Given task - Can you give back the listing from the line with "entry: shoreline" up to and including the line with "Trace every instance of the shoreline now.", renaming "shoreline" to "coastline" and leaving every other character untouched?
**** Data section ****
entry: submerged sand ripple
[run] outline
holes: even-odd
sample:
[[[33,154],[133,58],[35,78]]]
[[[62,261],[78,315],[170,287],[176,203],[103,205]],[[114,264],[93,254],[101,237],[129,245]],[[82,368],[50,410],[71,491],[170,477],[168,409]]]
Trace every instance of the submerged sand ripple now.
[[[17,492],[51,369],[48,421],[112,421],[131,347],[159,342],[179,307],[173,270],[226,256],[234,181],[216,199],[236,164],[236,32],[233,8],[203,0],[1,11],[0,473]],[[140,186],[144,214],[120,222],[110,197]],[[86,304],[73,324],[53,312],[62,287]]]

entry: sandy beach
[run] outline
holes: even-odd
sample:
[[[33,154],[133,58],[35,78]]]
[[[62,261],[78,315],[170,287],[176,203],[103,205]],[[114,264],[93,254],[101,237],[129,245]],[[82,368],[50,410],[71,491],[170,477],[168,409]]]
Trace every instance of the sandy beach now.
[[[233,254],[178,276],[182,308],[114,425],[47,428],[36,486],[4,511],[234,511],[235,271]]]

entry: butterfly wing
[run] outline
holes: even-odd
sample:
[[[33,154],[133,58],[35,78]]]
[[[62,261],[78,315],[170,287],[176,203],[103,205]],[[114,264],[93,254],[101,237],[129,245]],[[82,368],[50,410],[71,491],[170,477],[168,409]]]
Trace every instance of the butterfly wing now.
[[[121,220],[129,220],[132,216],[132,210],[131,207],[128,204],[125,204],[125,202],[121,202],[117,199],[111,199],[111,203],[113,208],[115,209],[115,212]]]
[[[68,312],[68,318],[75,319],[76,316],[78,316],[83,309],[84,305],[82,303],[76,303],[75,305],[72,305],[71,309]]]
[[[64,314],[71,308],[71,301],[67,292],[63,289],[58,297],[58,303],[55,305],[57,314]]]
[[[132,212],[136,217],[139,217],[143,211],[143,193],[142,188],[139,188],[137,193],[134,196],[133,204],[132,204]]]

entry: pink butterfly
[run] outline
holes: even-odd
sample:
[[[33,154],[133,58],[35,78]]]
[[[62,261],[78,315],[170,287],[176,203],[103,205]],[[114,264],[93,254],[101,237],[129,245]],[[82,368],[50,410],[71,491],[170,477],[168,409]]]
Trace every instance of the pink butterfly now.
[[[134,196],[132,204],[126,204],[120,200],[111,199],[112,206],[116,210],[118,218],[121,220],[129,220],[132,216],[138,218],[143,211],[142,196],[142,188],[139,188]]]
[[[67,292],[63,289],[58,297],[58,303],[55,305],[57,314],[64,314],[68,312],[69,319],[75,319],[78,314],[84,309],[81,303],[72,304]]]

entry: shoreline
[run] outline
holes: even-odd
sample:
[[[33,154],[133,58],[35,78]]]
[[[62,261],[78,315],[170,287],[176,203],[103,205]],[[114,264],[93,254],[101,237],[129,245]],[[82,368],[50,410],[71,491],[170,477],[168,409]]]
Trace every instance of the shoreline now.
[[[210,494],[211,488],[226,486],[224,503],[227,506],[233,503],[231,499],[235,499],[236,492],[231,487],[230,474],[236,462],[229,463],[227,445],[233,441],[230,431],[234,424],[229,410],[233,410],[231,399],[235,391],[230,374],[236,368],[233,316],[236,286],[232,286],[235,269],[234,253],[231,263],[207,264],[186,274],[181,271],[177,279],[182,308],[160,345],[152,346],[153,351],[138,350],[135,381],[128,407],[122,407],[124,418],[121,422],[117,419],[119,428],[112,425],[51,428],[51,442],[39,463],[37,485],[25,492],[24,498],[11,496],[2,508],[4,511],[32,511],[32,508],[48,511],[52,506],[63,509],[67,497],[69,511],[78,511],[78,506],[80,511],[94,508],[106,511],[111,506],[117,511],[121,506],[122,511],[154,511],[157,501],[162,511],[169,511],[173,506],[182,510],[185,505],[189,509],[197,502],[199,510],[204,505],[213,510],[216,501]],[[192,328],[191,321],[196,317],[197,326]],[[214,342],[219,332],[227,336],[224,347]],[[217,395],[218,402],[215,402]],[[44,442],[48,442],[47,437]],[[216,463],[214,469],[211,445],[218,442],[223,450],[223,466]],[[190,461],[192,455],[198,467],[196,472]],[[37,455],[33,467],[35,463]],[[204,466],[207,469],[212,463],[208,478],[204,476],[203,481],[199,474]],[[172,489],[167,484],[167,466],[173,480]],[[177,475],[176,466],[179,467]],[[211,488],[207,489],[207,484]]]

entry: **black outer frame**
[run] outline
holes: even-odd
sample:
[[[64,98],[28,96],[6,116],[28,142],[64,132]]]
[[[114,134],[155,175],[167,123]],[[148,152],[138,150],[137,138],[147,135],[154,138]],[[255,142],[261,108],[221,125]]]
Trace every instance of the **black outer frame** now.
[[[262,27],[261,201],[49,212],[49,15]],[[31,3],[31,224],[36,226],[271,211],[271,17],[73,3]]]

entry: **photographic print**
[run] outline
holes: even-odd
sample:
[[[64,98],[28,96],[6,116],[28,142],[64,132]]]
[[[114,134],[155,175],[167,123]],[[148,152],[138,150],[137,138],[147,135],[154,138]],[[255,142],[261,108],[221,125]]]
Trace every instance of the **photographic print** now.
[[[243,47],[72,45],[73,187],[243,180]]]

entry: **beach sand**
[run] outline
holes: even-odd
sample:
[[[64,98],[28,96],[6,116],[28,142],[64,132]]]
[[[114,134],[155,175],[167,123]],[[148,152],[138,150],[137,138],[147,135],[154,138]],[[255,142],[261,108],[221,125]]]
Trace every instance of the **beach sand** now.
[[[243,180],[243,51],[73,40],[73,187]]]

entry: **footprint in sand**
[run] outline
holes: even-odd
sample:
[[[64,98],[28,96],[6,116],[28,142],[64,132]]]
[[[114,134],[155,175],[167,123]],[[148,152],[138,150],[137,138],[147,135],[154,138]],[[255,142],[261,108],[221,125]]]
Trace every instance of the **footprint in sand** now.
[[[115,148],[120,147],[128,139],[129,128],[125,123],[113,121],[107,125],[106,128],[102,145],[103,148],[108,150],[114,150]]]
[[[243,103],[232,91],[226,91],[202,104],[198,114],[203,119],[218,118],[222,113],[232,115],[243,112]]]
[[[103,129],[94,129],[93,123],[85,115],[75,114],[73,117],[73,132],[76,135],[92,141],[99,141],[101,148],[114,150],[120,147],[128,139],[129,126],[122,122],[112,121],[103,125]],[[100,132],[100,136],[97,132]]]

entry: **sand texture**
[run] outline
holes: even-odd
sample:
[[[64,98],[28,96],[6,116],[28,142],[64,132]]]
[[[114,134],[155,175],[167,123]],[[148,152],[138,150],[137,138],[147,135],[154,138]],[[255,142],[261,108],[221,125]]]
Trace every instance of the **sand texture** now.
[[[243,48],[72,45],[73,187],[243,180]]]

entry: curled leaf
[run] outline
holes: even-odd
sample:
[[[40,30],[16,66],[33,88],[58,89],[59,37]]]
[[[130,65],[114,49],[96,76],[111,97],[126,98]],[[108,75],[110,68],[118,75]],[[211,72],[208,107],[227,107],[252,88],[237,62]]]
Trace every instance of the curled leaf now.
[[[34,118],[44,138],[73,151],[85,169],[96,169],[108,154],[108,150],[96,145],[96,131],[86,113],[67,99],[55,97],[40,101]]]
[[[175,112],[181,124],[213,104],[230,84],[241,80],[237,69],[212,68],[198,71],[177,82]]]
****
Task answer -
entry: coastline
[run] outline
holes: even-odd
sample:
[[[33,154],[133,58],[35,78]]]
[[[62,261],[78,315],[170,287],[176,203],[103,205]],[[114,264],[93,254],[101,237],[129,245]],[[82,368],[50,410],[71,491],[170,477],[168,409]]]
Trace every instance of the coastline now.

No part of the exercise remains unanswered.